» **Set problem**:
Copy out the lines of the records below word for word, from the line with "Check that each instance of the clump" up to and including the line with "<point>340,330</point>". Leave the picture out.

---

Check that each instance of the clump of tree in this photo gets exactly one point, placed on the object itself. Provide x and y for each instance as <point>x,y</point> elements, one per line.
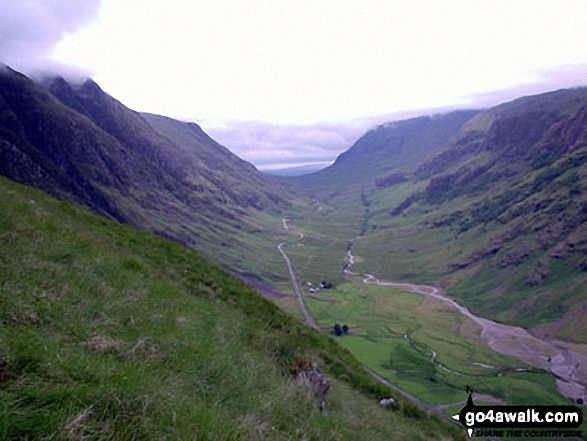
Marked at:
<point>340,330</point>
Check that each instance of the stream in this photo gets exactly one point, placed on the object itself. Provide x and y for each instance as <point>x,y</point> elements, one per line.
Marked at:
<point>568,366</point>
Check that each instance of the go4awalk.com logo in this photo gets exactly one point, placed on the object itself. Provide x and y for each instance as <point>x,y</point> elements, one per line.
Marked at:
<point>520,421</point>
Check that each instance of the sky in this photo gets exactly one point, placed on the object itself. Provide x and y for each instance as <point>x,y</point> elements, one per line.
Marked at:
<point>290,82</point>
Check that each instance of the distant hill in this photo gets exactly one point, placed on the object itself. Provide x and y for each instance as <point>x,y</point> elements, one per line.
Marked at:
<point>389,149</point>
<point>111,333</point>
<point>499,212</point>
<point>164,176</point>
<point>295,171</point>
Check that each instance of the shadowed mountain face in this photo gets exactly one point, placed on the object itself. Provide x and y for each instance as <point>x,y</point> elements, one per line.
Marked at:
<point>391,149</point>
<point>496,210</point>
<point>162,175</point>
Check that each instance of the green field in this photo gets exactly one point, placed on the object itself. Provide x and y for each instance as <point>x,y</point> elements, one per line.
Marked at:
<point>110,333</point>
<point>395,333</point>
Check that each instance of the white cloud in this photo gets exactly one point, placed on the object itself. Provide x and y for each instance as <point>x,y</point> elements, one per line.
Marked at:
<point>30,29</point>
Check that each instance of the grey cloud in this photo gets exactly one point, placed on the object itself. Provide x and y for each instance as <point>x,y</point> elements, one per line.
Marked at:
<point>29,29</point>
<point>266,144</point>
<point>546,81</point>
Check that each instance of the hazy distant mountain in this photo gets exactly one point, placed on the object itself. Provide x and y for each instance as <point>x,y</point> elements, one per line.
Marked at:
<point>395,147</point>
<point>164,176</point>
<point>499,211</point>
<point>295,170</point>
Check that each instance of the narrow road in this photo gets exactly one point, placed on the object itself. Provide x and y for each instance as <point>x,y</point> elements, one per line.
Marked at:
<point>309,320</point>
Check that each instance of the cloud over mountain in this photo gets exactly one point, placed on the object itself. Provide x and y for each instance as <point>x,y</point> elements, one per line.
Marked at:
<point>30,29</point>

---

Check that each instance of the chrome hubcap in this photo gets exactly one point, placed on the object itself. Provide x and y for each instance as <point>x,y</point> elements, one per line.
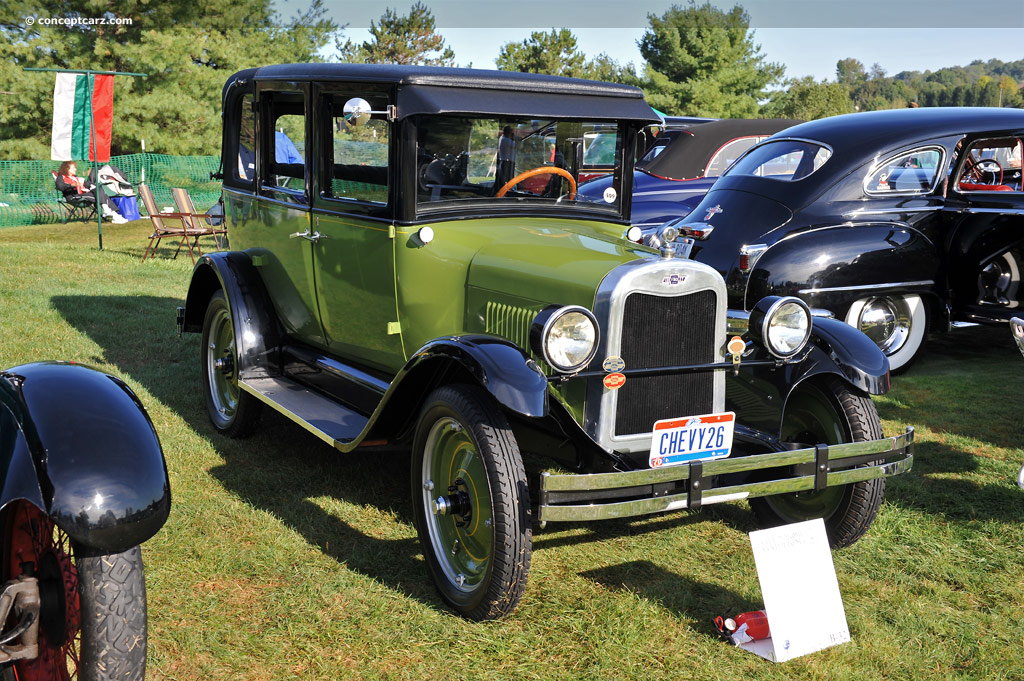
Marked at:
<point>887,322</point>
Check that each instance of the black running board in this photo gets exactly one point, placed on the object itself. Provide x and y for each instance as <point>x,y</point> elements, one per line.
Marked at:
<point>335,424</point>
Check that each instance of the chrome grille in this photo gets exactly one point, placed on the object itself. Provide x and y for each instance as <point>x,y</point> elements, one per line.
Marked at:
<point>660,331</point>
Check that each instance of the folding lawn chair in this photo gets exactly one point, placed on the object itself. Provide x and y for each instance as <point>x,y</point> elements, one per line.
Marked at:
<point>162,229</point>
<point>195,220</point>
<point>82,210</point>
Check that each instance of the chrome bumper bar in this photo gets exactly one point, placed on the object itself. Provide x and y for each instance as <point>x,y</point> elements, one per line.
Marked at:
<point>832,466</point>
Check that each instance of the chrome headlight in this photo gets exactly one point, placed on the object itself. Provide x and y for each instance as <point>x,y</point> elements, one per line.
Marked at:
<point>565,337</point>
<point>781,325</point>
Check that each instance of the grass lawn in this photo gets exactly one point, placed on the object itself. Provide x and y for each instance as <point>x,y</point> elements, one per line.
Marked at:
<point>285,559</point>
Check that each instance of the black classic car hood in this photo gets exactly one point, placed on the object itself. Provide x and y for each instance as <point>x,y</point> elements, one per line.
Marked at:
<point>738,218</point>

---

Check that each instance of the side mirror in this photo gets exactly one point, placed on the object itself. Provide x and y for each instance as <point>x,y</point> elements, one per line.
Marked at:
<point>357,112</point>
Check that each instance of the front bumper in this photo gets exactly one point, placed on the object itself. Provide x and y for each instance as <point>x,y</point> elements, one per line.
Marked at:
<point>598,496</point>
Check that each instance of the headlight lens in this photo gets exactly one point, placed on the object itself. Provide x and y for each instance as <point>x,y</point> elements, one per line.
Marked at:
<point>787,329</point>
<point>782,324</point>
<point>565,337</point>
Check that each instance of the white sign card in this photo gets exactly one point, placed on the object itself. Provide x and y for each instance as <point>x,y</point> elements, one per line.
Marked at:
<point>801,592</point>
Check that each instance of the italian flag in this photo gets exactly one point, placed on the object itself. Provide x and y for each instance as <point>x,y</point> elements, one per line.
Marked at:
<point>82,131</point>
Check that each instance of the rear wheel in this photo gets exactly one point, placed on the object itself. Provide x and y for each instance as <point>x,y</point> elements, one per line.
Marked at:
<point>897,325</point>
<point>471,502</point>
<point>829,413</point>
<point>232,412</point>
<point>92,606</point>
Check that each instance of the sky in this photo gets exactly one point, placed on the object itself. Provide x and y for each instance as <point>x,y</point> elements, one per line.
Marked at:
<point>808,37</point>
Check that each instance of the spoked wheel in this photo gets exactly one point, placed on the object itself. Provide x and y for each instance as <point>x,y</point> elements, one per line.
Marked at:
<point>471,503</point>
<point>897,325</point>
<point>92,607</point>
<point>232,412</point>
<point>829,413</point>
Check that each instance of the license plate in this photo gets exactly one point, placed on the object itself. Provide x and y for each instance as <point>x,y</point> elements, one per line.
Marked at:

---

» **Answer to the exercise**:
Check that each instance of the clump of tree in this photo gets exactly one point, placed on the object itself. Provide x and y for each instance as <point>x,y</point> elements, one per line.
Marked at:
<point>340,330</point>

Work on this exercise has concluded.